Synode : La décentralisation de l’Eglise offense la foi et le sens commun, R. de Mattei

Note de la rédac­tion de La Porte Latine :
il est bien enten­du que les com­men­taires repris dans la presse exté­rieure à la FSSPX
ne sont en aucun cas une quel­conque adhé­sion à ce qui y est écrit par ailleurs.


Roberto de Mattei

Le post-​synode est plus impor­tant que le synode, parce qu’il en repré­sente l’auto-​réalisation. Le Synode, en effet, confie­ra la réa­li­sa­tion de ses objec­tifs à la praxis pas­to­rale. Si ce qui se trans­forme n’est pas la doc­trine, mais la pas­to­rale, ce chan­ge­ment ne peut se pro­duire dans le Synode, il doit se pro­duire dans la vie quo­ti­dienne du peuple chré­tien et donc hors du Synode, après le Synode, dans la vie des dio­cèses et des paroisses de l’Eglise.

Le Pape François a annon­cé, le 17 Octobre 2015, com­ment se conclu­ra le Synode sur la famille. A quelques jours de la fin des tra­vaux, l’as­sem­blée des évêques est arri­vée à une “impasse (en fran­çais dans le texte) et la route pour en sor­tir serait, selon le pape celle de la décen­tra­li­sa­tion de l’Eglise [1].

L’impasse découle de la divi­sion entre ceux qui dans la Salle rap­pellent fer­me­ment le Magistère de tou­jours sur le mariage, et ces “nova­tores” qui vou­draient ren­ver­ser deux mille ans d’en­sei­gne­ment de l’Église, mais sur­tout la véri­té de l’Evangile. C’est en effet Parole du Christ, loi divine et natu­relle, que le mariage valide des bap­ti­sés, conclu et consom­mé, ne peut être, pour aucune rai­son au monde, dis­sous par quiconque.

--------

CONSIGNE 1 –
Répondez à ces questions d'après l'article :
(a) À quelle date le pape François a-t-il annoncé comment se conclurait le Synode sur la famille ?
(b) Dans quelle vie le changement de la pastorale doit-il se produire ?
(c) Quelle route permettrait, selon le pape, de sortir de l'impasse ?
L'article et les enregistrements proviennent de sources différentes.

ENREGISTREMENTS FOURNIS –
--------

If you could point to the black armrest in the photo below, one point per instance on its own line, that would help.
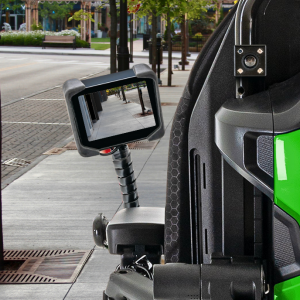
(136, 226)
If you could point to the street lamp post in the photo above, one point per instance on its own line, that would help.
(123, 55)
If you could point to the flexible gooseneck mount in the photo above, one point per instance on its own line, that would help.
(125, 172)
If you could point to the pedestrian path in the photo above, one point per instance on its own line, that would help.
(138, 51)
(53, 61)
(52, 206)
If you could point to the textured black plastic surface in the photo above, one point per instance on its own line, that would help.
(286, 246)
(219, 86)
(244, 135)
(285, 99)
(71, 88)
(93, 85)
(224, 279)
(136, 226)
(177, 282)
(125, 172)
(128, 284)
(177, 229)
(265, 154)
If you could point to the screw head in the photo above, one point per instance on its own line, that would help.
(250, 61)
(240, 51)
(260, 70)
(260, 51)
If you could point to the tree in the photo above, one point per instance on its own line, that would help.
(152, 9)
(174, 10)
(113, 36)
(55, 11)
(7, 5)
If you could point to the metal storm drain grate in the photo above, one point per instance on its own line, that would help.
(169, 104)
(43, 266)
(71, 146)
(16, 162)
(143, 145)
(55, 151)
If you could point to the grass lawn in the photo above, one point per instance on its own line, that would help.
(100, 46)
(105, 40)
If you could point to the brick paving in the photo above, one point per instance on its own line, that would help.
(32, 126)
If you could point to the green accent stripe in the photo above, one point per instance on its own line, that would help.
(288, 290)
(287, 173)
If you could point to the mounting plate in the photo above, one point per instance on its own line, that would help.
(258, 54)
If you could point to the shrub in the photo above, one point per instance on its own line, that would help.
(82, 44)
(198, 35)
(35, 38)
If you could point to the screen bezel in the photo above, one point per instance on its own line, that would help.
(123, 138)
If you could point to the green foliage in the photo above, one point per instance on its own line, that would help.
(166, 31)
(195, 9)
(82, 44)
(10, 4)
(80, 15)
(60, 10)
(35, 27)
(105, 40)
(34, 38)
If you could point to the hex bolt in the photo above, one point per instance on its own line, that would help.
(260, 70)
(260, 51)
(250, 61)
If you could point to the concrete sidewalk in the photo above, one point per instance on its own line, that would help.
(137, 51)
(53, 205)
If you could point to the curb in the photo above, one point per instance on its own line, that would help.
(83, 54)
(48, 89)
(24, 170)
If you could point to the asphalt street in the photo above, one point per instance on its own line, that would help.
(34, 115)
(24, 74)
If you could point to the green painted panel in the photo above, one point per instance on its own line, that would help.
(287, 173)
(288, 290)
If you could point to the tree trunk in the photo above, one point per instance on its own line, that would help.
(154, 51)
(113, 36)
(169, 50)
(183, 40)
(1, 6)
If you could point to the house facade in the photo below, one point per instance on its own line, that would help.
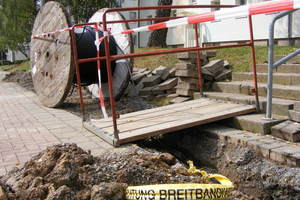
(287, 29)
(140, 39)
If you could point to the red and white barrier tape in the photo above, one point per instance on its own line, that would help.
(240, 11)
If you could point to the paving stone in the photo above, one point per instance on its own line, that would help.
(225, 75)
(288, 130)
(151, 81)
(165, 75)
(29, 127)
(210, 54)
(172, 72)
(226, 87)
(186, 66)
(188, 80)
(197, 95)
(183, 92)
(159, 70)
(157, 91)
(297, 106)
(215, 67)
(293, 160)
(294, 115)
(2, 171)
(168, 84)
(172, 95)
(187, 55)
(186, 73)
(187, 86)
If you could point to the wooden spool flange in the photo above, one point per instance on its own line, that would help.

--------

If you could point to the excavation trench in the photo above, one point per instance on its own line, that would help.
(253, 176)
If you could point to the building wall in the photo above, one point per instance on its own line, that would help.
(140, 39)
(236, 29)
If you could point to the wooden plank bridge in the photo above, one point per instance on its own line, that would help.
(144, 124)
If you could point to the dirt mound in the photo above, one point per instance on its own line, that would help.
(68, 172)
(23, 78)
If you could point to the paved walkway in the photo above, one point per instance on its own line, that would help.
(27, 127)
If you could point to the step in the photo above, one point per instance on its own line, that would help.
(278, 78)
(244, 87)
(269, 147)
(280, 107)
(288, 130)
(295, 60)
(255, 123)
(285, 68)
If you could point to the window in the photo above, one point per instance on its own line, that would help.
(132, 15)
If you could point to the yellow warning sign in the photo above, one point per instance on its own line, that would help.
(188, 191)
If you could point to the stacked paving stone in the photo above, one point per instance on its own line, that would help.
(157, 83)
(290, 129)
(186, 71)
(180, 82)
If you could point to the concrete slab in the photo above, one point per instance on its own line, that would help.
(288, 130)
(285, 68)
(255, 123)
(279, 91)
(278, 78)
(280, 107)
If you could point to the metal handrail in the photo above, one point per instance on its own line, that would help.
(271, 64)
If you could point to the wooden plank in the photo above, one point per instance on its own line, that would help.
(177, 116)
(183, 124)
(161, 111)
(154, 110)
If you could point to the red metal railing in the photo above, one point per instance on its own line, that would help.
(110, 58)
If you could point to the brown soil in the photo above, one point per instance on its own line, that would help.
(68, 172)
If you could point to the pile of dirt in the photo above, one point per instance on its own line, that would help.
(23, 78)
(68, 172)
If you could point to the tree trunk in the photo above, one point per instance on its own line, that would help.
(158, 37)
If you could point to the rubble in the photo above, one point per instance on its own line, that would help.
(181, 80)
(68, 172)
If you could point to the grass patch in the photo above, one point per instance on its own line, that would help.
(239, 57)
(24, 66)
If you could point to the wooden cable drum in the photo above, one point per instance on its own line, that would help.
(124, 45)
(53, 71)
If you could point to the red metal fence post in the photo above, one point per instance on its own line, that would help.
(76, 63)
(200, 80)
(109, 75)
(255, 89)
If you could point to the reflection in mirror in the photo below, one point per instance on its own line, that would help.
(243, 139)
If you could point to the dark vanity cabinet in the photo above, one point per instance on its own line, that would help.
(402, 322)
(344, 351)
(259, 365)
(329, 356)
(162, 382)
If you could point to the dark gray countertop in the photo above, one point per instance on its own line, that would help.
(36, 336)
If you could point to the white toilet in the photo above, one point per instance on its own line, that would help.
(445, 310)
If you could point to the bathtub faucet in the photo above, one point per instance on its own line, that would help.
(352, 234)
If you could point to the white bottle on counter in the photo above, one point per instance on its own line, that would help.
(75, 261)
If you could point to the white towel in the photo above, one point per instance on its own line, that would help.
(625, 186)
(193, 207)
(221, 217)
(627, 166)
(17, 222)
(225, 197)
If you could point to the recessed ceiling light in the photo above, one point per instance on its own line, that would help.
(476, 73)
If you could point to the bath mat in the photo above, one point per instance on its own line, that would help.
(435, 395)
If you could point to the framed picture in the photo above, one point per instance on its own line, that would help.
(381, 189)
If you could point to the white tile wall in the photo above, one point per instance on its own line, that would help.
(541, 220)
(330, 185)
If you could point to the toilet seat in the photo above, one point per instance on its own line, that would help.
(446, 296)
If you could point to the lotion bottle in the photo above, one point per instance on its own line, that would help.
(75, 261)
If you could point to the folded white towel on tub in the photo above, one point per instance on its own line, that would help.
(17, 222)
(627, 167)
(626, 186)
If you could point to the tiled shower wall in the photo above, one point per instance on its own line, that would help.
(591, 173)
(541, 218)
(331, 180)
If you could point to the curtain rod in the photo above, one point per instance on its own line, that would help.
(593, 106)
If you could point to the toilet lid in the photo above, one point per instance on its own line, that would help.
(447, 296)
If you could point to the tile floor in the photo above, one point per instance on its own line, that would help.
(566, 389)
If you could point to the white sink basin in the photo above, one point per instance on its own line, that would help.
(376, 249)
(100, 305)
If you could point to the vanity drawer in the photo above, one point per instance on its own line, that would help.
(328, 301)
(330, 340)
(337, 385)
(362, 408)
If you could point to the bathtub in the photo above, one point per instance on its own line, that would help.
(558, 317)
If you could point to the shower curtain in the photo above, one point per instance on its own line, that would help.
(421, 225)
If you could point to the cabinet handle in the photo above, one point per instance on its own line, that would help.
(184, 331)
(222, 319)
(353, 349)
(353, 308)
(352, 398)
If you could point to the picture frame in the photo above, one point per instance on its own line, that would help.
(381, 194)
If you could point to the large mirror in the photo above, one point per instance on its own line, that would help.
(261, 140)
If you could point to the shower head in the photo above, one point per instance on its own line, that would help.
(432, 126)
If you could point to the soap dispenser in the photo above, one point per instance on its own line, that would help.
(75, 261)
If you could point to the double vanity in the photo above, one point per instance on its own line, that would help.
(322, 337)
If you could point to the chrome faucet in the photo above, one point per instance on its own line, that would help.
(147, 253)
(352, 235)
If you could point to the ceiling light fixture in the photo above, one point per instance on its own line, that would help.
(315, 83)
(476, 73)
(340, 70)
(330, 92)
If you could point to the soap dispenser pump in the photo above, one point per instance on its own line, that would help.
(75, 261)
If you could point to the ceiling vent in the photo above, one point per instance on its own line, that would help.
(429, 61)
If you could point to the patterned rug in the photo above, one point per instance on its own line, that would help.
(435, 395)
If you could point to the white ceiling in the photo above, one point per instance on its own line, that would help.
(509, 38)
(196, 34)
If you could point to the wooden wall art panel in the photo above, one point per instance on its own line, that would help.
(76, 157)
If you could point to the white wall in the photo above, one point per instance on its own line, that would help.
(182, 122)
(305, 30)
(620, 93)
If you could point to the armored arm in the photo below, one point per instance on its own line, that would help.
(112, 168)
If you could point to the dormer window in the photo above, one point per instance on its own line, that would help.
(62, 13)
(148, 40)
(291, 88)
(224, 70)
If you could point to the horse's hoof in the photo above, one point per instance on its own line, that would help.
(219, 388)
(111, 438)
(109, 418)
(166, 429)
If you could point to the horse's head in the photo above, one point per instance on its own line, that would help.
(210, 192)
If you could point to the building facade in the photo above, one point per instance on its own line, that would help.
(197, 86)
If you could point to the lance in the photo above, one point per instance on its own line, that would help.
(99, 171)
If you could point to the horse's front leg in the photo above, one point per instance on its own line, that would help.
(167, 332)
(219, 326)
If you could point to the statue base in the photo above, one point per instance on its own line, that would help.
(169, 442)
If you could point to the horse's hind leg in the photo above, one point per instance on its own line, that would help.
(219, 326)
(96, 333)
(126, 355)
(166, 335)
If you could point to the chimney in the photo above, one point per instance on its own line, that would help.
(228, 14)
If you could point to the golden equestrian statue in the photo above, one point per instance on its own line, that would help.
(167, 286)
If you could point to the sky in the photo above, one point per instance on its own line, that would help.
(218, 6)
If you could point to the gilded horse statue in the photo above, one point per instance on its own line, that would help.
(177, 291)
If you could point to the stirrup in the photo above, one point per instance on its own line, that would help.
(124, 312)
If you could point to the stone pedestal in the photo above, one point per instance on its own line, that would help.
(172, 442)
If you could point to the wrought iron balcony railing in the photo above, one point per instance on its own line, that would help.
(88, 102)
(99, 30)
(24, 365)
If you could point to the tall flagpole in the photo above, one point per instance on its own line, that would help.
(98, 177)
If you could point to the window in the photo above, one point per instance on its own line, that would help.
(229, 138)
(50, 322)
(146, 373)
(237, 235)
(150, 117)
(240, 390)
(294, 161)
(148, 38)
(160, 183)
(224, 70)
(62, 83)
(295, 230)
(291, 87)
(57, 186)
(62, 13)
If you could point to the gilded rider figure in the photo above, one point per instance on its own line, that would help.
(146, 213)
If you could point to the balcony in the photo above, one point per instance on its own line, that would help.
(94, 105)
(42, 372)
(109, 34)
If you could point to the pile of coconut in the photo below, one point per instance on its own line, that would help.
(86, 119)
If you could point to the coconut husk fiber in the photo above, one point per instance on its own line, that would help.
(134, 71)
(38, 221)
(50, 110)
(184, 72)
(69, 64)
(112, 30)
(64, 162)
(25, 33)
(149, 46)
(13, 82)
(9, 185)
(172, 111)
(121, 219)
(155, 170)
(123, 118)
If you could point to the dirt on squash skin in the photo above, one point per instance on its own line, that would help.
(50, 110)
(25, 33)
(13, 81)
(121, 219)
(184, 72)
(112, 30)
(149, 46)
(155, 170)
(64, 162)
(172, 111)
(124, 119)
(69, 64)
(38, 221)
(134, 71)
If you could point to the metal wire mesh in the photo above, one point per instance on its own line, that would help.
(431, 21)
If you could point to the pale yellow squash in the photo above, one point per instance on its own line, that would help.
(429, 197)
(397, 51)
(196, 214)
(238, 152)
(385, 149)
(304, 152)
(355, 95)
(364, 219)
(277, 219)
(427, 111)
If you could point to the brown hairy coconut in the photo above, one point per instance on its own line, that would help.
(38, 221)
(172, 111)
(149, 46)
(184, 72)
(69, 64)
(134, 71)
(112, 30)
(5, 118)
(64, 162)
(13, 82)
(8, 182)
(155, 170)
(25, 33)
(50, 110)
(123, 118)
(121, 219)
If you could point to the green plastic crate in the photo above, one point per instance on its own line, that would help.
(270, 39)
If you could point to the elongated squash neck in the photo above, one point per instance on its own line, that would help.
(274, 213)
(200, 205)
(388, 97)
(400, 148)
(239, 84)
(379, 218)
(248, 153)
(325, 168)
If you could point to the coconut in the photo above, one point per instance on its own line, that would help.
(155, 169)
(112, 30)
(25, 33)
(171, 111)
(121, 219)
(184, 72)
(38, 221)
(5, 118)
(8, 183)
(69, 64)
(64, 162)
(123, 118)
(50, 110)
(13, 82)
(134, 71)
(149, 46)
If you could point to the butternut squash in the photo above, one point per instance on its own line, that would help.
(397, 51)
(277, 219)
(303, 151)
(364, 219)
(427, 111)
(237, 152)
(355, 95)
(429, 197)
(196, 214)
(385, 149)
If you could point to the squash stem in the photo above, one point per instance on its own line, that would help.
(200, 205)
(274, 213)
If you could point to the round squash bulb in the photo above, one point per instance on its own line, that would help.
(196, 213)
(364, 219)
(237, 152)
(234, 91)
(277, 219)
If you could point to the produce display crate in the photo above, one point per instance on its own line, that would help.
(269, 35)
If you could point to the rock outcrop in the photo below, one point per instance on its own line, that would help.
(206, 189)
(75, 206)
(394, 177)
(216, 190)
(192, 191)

--------

CONSIGNE 2 – Relevez chaque ligne des enregistrements qui contient la chaîne « plank », en tenant compte de la casse.

RÉPONSE 1 –
(a) Le 17 octobre 2015.
(b) Dans la vie quotidienne du peuple chrétien, hors du Synode et après lui, dans la vie des diocèses et des paroisses de l'Église.
(c) La décentralisation de l'Église.

RÉPONSE 2 –
If you could point to the wooden plank bridge in the photo above, one point per instance on its own line, that would help.
If you could point to the wooden plank in the photo above, one point per instance on its own line, that would help.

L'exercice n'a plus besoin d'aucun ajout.